■ Raw data ■
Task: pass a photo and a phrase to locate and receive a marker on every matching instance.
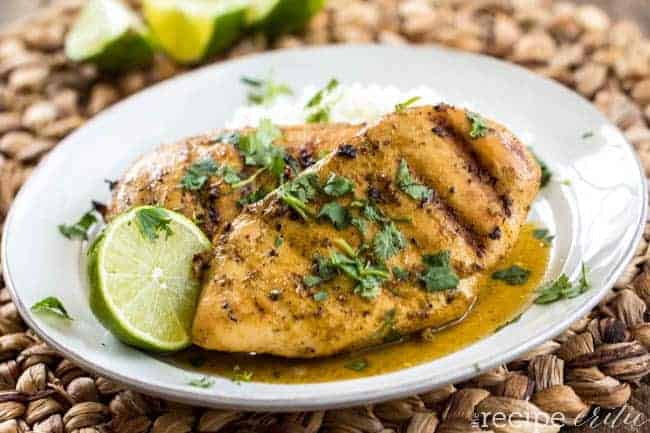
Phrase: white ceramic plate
(597, 218)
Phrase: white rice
(351, 103)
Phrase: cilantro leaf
(198, 173)
(337, 214)
(252, 197)
(201, 382)
(388, 242)
(240, 375)
(79, 230)
(479, 125)
(543, 235)
(357, 365)
(317, 106)
(513, 276)
(408, 185)
(311, 280)
(264, 92)
(438, 274)
(402, 106)
(151, 221)
(336, 185)
(400, 274)
(562, 288)
(51, 305)
(258, 149)
(360, 225)
(299, 192)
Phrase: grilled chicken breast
(384, 237)
(156, 177)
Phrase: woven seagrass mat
(599, 365)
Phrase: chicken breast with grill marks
(155, 178)
(354, 250)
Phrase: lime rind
(281, 16)
(109, 34)
(190, 30)
(142, 309)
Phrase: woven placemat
(597, 366)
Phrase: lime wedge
(281, 16)
(190, 30)
(142, 284)
(110, 35)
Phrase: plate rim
(397, 389)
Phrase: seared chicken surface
(156, 178)
(384, 237)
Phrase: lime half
(190, 30)
(110, 35)
(143, 288)
(281, 16)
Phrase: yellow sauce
(498, 304)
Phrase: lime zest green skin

■ Task directions ■
Rewrite all the lines above with "lime" changed to "lemon" wherever it occurs, keeping everything else the same. Omit the pictures.

■ Problem solution ■
Task: pass a photo and a phrase to locate and receive a marker on every matching instance.
Phrase: white ceramic plate
(597, 218)
Phrase: white rice
(351, 103)
Phrase: cilantro leaf
(198, 173)
(337, 214)
(252, 197)
(201, 382)
(388, 242)
(240, 375)
(79, 230)
(479, 125)
(543, 235)
(357, 365)
(317, 106)
(513, 276)
(408, 185)
(311, 280)
(264, 92)
(438, 274)
(402, 106)
(151, 221)
(336, 185)
(400, 274)
(562, 288)
(51, 305)
(258, 149)
(360, 225)
(299, 192)
Phrase: grilled chicken breast
(384, 237)
(156, 177)
Phrase: woven seagrass mat
(599, 365)
Phrase: chicken breast with grill marks
(155, 178)
(354, 250)
Phrase: lemon rind
(281, 16)
(109, 34)
(190, 30)
(142, 309)
Phrase: woven placemat
(597, 366)
Phrase: lemon wedge
(281, 16)
(190, 30)
(142, 284)
(110, 35)
Phrase: plate rim
(397, 389)
Phrase: seared chicken surface
(156, 178)
(384, 237)
Phrase: lemon half
(190, 30)
(110, 35)
(143, 288)
(281, 16)
Phrase: yellow sauce
(498, 304)
Phrase: lemon zest green skin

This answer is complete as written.